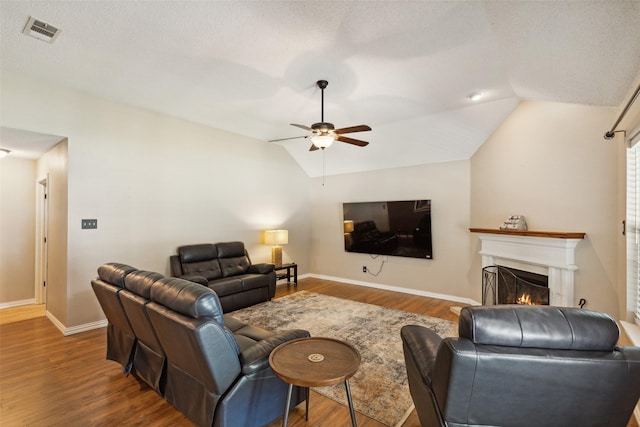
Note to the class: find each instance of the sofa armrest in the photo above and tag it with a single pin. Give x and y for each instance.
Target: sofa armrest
(195, 278)
(421, 345)
(256, 357)
(262, 268)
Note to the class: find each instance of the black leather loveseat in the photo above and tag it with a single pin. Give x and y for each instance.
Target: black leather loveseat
(525, 366)
(172, 335)
(227, 269)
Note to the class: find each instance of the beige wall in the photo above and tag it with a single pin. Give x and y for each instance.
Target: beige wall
(154, 182)
(549, 162)
(17, 230)
(446, 184)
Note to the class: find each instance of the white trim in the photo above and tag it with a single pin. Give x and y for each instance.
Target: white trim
(75, 329)
(397, 289)
(17, 303)
(632, 332)
(555, 254)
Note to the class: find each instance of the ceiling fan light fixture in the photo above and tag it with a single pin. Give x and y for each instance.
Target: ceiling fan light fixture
(322, 141)
(476, 96)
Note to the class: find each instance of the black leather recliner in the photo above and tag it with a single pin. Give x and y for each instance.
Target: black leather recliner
(149, 359)
(121, 339)
(227, 269)
(212, 367)
(523, 366)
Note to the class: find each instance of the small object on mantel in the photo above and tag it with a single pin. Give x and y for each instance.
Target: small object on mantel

**Exercise description**
Copy each line of the records that contains the word "with".

**Output of the task**
Note to the class: find each instance of the sofa armrest in the photo above and tag it with a single pin. Give x and y for each instance.
Note to the class: find each instance of the black leather loveseat in the photo above and tag it with a single pin. Give x and y for each instance.
Note to the class: find each instance of the beige wall in the photo above and tag it with a single pin. Give x and y for each instance.
Note to the class: find each instance of the white trim in the photo above and tag it with a single pin. Give x and y for each instance.
Note to the class: find each instance of the ceiling fan light fixture in the photo above and tag it with a single pin. Give x and y for each instance.
Note to the class: find each instance of the black leather recliner in the photo above and tag it with a single pin. Give x and y for each instance.
Note to the class: find each instance of the small object on mantel in the photo above and tag it with a single pin. Give x and y for each instance.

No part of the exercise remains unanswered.